Labeled area outline entries:
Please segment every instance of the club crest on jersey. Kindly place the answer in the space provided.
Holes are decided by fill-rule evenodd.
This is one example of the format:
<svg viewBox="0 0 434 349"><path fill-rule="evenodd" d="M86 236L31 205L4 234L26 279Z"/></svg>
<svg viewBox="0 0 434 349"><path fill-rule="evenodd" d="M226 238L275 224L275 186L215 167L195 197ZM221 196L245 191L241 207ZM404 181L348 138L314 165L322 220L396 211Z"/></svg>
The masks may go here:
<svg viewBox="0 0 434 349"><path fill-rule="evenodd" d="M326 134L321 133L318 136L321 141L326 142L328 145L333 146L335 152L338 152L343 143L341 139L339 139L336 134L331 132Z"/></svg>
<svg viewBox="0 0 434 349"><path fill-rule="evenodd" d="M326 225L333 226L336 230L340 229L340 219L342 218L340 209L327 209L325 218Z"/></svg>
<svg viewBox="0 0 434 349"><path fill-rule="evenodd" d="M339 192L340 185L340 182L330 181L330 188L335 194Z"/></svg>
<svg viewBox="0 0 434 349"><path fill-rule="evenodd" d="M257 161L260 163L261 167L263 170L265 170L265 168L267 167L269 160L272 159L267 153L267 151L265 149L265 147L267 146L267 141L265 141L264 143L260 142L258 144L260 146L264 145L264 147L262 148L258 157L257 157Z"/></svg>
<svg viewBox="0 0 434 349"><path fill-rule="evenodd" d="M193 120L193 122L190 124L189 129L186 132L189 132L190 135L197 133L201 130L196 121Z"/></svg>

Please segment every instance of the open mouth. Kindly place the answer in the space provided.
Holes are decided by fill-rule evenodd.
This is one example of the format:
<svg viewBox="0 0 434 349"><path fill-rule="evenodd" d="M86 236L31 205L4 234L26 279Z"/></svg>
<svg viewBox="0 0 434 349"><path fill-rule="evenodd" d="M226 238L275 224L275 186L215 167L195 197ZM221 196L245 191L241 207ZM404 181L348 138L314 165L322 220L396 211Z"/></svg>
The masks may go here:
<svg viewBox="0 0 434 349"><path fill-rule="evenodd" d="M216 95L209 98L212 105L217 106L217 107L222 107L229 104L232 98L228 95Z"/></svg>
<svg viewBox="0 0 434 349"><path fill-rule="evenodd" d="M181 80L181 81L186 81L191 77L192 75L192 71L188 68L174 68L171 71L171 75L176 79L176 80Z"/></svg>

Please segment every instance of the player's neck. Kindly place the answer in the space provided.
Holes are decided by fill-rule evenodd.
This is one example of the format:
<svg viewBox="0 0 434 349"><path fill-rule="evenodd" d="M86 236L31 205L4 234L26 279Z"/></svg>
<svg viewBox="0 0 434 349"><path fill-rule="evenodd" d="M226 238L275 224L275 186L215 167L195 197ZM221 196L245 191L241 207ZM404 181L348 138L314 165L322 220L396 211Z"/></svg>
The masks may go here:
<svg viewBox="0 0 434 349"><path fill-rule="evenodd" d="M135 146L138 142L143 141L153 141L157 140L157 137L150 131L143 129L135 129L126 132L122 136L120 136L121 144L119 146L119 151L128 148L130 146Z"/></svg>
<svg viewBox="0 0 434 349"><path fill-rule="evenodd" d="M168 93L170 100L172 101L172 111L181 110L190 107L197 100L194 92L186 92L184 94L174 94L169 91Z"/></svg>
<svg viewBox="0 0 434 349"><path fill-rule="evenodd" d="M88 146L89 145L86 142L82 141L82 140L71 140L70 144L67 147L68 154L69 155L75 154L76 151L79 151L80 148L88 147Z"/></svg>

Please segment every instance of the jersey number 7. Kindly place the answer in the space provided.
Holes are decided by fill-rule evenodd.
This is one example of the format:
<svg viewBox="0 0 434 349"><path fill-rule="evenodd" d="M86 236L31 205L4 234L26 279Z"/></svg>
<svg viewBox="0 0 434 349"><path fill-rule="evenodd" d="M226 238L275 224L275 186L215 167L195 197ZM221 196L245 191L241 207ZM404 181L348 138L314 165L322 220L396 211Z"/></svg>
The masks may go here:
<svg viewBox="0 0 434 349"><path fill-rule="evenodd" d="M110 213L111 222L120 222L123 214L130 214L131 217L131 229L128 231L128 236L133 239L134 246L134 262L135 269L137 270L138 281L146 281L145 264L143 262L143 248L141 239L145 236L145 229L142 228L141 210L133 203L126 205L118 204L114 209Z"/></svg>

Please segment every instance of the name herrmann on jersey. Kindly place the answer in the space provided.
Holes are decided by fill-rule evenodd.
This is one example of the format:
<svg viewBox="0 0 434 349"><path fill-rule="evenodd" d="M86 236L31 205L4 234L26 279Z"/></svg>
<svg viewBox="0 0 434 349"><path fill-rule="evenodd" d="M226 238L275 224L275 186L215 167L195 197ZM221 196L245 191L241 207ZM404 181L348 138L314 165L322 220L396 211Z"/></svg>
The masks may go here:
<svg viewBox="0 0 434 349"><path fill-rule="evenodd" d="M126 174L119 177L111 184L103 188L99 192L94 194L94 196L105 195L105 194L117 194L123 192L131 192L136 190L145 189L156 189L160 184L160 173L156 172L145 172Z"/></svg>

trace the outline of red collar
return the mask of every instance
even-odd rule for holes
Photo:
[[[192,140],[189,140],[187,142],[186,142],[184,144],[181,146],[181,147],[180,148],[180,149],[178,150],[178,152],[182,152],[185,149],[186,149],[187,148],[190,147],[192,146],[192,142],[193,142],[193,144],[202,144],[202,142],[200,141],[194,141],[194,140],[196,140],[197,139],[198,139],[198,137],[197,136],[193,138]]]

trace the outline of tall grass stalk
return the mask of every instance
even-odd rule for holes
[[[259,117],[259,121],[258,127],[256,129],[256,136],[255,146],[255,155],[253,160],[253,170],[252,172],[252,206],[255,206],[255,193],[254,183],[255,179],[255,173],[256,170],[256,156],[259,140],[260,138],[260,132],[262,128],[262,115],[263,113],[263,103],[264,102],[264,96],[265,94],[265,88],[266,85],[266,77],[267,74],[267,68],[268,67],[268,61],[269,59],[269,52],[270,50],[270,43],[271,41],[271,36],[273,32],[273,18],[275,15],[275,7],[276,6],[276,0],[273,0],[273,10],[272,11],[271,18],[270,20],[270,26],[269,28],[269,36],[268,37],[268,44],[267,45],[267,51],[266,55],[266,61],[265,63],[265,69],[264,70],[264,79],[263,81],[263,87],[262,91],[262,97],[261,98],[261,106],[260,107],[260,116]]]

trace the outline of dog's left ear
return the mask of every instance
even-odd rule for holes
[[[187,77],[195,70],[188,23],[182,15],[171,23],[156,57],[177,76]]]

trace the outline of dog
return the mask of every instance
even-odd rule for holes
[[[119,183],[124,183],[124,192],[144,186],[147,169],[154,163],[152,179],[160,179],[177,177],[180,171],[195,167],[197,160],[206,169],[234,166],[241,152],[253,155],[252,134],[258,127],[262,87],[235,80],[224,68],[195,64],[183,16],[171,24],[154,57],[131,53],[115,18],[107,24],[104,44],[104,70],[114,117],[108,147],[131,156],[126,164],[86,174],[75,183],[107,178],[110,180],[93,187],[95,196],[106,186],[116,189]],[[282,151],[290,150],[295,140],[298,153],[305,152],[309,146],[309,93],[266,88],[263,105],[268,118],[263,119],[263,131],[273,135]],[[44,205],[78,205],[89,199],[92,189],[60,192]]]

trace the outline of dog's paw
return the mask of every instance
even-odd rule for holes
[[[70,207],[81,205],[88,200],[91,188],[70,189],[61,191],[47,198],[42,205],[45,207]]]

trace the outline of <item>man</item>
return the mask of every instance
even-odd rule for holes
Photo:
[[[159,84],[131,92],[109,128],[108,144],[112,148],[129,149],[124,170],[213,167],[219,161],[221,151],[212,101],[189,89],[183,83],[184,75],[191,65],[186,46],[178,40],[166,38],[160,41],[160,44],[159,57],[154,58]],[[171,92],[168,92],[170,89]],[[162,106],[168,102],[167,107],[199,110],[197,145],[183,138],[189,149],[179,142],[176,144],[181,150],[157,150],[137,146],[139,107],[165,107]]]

TASK INSTRUCTIONS = Copy everything from the start of the items down to the line containing "192L340 185L340 182L330", both ends included.

CORRECT OUTPUT =
Please segment every instance of the club crest on jersey. Kindly place the answer in the space provided.
Holes are decided by fill-rule evenodd.
This is one example of the format:
<svg viewBox="0 0 434 349"><path fill-rule="evenodd" d="M86 236L31 205L4 234L26 279Z"/></svg>
<svg viewBox="0 0 434 349"><path fill-rule="evenodd" d="M226 238L275 224L275 186L215 167L195 197ZM221 196L245 191L241 207ZM404 181L348 138L314 165L322 220L396 211Z"/></svg>
The masks may go here:
<svg viewBox="0 0 434 349"><path fill-rule="evenodd" d="M326 134L321 133L318 136L321 141L326 142L328 145L333 146L335 152L338 152L343 143L341 139L339 139L336 134L331 132Z"/></svg>
<svg viewBox="0 0 434 349"><path fill-rule="evenodd" d="M326 225L333 226L336 230L340 229L340 219L342 218L340 209L327 209L325 218Z"/></svg>
<svg viewBox="0 0 434 349"><path fill-rule="evenodd" d="M339 192L340 185L340 182L330 181L330 188L335 194Z"/></svg>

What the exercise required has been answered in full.